Would you repeat the listing exactly but omit every picture?

- _SUPPLIED MATERIAL_:
+++
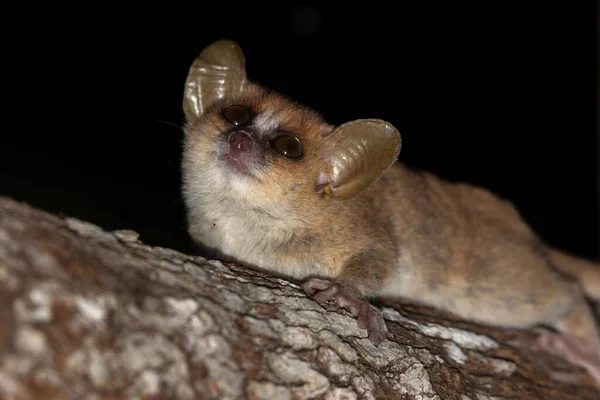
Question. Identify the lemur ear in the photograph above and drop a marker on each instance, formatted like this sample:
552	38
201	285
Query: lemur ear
355	155
219	71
+++
- _RESPONSE TO THE EXERCISE_:
Question. Identify the lemur ear in the photograph above and drop a marker on each instance, formatted like this sample:
552	38
201	285
Query: lemur ear
355	155
219	71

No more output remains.